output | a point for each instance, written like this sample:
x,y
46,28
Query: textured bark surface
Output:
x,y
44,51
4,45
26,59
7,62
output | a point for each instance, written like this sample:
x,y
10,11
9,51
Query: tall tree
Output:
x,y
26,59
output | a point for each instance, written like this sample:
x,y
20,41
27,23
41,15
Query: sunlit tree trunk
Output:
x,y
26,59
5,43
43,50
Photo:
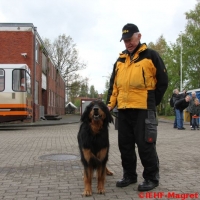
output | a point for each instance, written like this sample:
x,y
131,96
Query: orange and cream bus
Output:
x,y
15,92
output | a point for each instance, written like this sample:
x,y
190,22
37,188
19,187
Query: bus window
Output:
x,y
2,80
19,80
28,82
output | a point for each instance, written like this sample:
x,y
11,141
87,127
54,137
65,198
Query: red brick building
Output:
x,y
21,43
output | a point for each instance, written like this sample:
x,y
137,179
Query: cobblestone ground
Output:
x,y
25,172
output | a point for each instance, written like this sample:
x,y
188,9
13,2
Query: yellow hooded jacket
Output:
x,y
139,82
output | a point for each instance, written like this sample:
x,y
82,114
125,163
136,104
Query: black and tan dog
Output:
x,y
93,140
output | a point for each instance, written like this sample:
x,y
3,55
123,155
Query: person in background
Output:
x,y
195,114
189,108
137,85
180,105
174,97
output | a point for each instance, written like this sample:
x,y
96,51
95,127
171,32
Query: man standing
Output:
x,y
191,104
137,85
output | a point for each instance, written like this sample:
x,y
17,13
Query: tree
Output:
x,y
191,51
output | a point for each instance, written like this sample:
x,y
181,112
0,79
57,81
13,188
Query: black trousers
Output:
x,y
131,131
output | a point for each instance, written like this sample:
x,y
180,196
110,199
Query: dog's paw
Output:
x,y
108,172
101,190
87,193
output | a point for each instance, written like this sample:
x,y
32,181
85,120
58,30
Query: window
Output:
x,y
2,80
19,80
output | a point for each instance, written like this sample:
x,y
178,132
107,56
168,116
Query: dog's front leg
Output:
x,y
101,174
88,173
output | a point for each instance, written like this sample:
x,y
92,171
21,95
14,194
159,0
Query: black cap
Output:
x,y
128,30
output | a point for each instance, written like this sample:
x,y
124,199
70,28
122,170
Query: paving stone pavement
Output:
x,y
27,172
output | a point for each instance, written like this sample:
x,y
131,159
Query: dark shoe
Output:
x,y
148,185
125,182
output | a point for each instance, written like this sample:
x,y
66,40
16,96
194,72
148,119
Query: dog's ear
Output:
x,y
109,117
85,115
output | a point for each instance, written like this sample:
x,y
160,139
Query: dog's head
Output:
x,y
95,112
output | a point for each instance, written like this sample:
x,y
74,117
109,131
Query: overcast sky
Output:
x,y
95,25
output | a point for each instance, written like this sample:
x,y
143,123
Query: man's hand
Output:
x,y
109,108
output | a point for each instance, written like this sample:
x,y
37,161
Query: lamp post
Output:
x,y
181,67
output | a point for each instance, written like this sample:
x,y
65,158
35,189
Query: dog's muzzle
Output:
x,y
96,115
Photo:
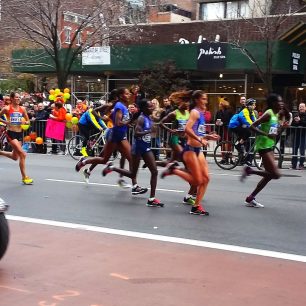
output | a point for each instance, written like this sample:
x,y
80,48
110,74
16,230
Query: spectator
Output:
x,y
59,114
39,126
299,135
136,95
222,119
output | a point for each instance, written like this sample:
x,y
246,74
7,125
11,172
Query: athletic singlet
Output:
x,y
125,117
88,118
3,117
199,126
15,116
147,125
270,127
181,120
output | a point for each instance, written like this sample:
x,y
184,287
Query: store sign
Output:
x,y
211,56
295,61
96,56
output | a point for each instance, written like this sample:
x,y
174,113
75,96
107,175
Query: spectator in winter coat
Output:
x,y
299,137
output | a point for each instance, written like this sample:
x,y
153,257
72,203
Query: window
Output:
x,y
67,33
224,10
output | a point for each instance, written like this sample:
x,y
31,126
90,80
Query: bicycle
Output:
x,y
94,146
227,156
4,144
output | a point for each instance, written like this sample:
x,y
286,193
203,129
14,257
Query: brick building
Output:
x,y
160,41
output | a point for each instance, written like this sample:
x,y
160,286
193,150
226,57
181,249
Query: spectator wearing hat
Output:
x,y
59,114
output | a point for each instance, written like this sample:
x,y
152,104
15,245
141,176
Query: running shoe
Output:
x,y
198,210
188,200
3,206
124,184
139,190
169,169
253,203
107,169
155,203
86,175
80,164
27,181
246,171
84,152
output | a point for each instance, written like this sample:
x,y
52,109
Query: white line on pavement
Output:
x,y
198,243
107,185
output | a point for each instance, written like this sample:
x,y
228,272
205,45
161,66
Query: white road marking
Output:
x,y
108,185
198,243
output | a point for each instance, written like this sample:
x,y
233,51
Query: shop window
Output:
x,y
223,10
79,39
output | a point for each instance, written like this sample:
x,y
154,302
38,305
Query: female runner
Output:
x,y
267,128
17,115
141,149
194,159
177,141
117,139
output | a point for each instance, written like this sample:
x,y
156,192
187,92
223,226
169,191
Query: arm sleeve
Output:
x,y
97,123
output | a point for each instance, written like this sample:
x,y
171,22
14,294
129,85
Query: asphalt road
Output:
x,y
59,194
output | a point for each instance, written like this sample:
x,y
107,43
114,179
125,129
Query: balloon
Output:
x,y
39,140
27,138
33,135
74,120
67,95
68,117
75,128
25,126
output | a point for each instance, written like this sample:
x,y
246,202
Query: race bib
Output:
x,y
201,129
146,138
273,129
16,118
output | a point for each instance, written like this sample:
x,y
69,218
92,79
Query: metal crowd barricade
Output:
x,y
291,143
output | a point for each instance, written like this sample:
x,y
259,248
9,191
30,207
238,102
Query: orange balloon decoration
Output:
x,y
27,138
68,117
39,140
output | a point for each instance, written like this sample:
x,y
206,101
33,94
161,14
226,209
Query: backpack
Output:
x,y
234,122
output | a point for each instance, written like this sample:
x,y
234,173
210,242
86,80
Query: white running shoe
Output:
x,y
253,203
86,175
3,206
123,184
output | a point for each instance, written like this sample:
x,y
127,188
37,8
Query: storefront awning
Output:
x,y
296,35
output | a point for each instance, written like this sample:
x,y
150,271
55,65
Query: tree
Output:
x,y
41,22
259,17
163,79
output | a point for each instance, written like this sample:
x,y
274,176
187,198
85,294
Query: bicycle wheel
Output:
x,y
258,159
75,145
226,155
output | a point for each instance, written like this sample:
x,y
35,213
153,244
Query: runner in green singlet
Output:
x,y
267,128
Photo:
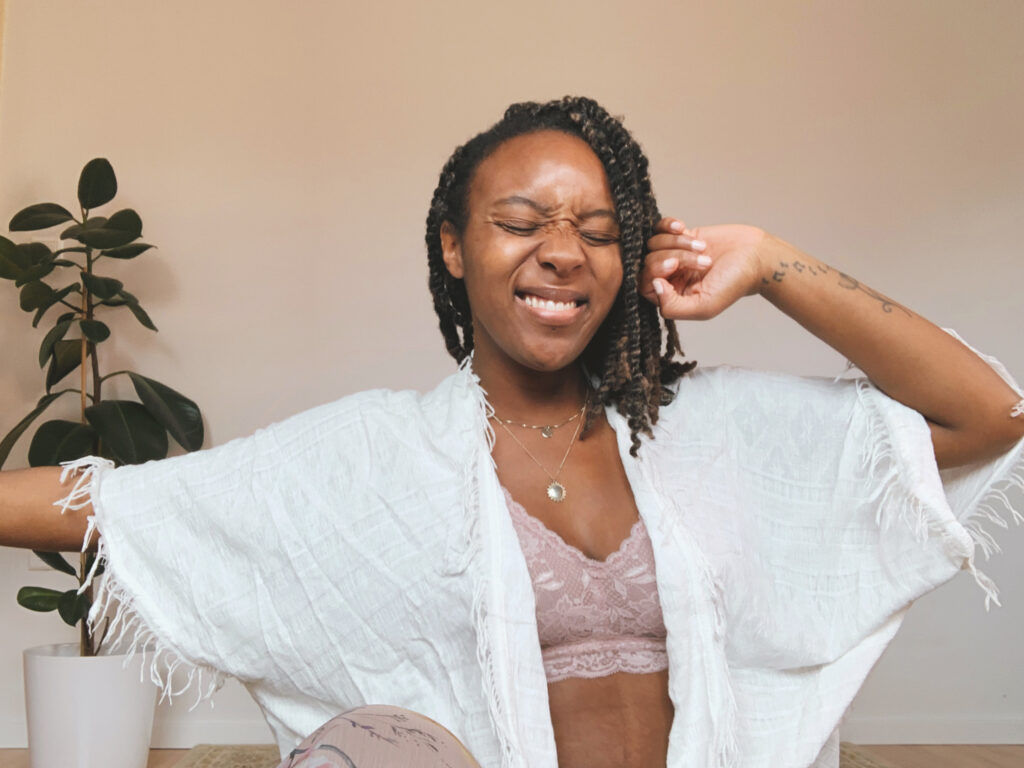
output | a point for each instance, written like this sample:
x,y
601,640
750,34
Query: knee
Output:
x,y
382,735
=-=-=-=-=
TASK STATEMENT
Please repeat word for word the lines above that run from the beginning through the line containing "Query: sunlit tree trunk", keeping both the first and that last line.

EXERCISE ANSWER
output | a point for each instance, written like this sample:
x,y
46,28
Query: textured bark surface
Output:
x,y
44,51
4,45
26,59
7,62
output | a point for each instance, written like this sample:
x,y
10,11
9,51
Query: tall tree
Output:
x,y
26,59
output | a point for each instance, written like this sample:
x,y
20,41
27,23
41,15
Query: sunlit tree trunk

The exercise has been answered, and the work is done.